Goal 1 - Reproduce the passage on the 1990s boom word for word, starting at "By and large, during" and ending at "a triumph return.".

Reading text -
═══

Rather than look to economic history and well-tried theory for guidance commentators, and many economists too, interpreted the boom as a "new era", one that had "abolished the business cycle". The very same things were said during the 1920s boom. One should have thought that this would have alerted reasonably intelligent commentators to the distinct possibility of another American recession. Not a bit of it. Instead they blamed Bush for the recession even though it emerged during Clinton's second term

By and large, during the 1990s the economic commentariat appeared to think of the American economy as a mysterious beast capable of defying the laws of nature in general and economic gravity in particular. But there is nothing new or mysterious about the Clinton boom. It was an old story that has been continually repeating itself since before the dawn of the industrial age and will continue to do so until sound economic thinking makes a triumph return.

I have spent years stressing that the so-called boom-and-bust cycle is a monetary phenomenon. It is not and never has been a product of market forces, greed or mass mania's, which are only the visible signs of strong undercurrents of monetary disturbances. We need only remind ourselves that money is neither neutral nor passive. This is something that the Austrian school fully understands. As Fritz Machlup put it:

... monetary factors cause the [business] cycle but real phenomena constitute it, Essays on Hayek, Routledge, Kegan Paul 1977, p. 23).

═══

Records from a dataset

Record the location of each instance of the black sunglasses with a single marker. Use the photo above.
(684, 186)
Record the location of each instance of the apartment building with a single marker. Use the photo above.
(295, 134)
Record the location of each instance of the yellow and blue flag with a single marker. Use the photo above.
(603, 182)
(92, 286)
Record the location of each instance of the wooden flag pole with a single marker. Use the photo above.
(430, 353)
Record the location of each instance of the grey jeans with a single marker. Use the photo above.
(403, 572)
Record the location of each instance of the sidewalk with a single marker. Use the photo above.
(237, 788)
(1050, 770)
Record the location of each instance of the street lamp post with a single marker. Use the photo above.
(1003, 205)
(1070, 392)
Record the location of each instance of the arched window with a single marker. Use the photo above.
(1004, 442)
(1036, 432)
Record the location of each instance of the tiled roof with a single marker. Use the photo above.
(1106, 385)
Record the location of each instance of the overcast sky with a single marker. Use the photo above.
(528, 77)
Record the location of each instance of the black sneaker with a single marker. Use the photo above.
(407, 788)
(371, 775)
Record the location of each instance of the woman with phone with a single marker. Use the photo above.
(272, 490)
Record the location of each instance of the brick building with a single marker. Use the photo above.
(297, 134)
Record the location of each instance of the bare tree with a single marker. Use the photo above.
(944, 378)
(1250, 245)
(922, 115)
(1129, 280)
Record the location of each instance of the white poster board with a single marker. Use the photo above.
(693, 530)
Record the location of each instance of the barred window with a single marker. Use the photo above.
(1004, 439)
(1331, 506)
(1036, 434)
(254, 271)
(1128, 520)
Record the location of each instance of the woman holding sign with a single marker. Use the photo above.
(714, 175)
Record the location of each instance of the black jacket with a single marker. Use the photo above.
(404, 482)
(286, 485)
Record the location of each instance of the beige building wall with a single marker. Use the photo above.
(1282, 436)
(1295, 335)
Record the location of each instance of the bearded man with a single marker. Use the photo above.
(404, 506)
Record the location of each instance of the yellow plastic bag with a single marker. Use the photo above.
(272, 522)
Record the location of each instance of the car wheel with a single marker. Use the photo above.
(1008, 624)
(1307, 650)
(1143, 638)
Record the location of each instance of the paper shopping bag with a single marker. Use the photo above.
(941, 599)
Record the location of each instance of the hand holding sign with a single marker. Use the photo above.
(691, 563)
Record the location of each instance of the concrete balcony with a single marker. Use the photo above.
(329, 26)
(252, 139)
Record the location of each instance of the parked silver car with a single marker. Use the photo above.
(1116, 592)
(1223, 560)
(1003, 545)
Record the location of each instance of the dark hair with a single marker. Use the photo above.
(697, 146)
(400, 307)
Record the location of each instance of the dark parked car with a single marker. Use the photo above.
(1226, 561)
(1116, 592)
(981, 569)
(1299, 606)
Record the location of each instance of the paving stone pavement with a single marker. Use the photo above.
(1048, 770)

═══

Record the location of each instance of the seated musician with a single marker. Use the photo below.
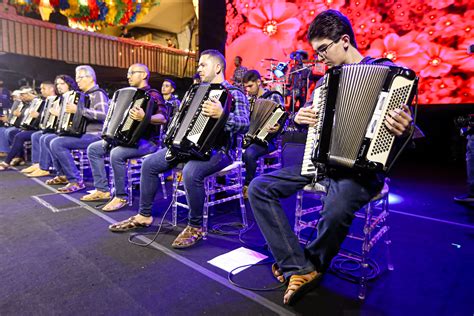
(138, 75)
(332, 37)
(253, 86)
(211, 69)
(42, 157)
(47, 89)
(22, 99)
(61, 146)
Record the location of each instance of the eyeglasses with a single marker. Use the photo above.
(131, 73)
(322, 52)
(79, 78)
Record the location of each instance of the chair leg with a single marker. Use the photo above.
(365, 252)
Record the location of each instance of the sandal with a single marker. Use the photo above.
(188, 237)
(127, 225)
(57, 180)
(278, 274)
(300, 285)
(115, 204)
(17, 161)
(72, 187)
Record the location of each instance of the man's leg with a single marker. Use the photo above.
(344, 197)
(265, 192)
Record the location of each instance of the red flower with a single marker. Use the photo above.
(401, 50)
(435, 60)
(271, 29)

═══

Goal 2 - Rename "concrete balcony" to "cement balcony" in the entries starting at the line that contains "Record the location of each instance of the beige" and ending at the line that contains "(1048, 770)", both lines included. Return only those lines, with nothing else altered.

Final result 1 -
By and large, during the 1990s the economic commentariat appeared to think of the American economy as a mysterious beast capable of defying the laws of nature in general and economic gravity in particular. But there is nothing new or mysterious about the Clinton boom. It was an old story that has been continually repeating itself since before the dawn of the industrial age and will continue to do so until sound economic thinking makes a triumph return.

Final result 2 -
Record the location of each instance of the beige building wall with a single marker. Use the photo above.
(1282, 436)
(1295, 335)
Record the location of each instance of the bearded man with a single marker. Use the photo above.
(404, 506)
Record the location of each instance of the yellow plastic bag with a single marker. Use the photo above.
(272, 522)
Record the location of each instance of the car wheel with a single marker. Use the photo above.
(1008, 624)
(1307, 650)
(1143, 638)
Record the location of each instance of the paper shopping bag with a single marker. Use the photo above.
(941, 599)
Record the location of each instance of the hand holding sign with a single marker. Use the photo above.
(691, 563)
Record the location of each instance of the cement balcony with a single marker. Use the photo above.
(329, 26)
(252, 139)
Record the location of each instance of the parked silver car with a single marker. Use the photo above.
(1116, 592)
(1223, 560)
(1003, 545)
Record the location of each instance of the dark hair with a single marker. Use the photo above.
(697, 146)
(400, 307)
Record the location of each instance of the dark parked car with a single marker. Use the photo above.
(1226, 561)
(1116, 592)
(981, 569)
(1299, 606)
Record the location of each instance of the paving stone pavement with a single marker. Use the photo above.
(1048, 770)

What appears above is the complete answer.